ASSIGNMENT
Retype exactly the lines from the one that contains "green field. Keep to one point per instance." through the final line of the material below, and add nothing else.

DATASET
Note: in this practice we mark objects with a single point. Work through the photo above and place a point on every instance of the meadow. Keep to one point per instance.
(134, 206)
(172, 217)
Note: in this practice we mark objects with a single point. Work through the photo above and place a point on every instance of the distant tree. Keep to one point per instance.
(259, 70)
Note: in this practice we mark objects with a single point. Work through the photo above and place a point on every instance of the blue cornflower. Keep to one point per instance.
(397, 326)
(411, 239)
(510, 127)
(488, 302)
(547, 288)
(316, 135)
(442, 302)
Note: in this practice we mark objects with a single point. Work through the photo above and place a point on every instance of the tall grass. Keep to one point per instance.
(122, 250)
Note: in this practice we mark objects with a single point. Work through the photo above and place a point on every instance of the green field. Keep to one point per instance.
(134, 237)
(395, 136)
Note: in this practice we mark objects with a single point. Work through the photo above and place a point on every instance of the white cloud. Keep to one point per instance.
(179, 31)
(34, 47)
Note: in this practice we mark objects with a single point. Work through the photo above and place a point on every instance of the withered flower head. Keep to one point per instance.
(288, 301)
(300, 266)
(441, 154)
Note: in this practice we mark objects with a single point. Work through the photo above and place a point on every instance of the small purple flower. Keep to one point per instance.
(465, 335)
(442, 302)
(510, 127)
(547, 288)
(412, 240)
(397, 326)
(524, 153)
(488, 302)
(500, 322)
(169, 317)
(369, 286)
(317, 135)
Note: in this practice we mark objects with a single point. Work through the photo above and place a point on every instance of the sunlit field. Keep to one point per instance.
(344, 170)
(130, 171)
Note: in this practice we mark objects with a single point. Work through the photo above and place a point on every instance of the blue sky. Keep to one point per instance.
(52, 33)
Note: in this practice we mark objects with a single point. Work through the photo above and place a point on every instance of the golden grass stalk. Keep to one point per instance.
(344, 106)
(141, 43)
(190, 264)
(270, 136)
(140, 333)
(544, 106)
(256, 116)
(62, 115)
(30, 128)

TASK ANSWER
Note: in this practice we mark objects with a single point. Work through the photo above and place a point on every instance of the green field. Keep to one point per instance.
(134, 237)
(395, 136)
Note: in this practice we mark objects with a single point. Work through the photo above and place a point on every instance of the white cloud. Keep to one point per instance.
(179, 31)
(34, 47)
Note: in this practice we mark objects with a single point. Work through the photo above and place a point on every instance of the withered flower head. Keep to one point per instance.
(288, 301)
(300, 266)
(441, 154)
Note: in this practice we mark objects with a single point. Work through the photo above and place a point on every instance of the small purple flower. Keep to one point per instance.
(465, 335)
(442, 302)
(510, 127)
(547, 288)
(412, 240)
(397, 326)
(524, 153)
(488, 302)
(500, 322)
(169, 317)
(369, 286)
(317, 135)
Note: in this practice we mark objects with a single point. Work through the photo above and place a point on every instance of the sunlit field. Keep to one point per instance.
(344, 170)
(130, 171)
Note: in this practice we mark objects with a single point. Work through the photo above and place a point on every instance of the blue sky. Keep to one point per instance.
(52, 33)
Note: in this practice we mark objects with a single point. Work through the photo above and place a point on every instance of the golden grass stalk. Keep to one point per instance.
(344, 106)
(141, 43)
(190, 264)
(270, 136)
(140, 333)
(544, 106)
(256, 116)
(62, 115)
(30, 128)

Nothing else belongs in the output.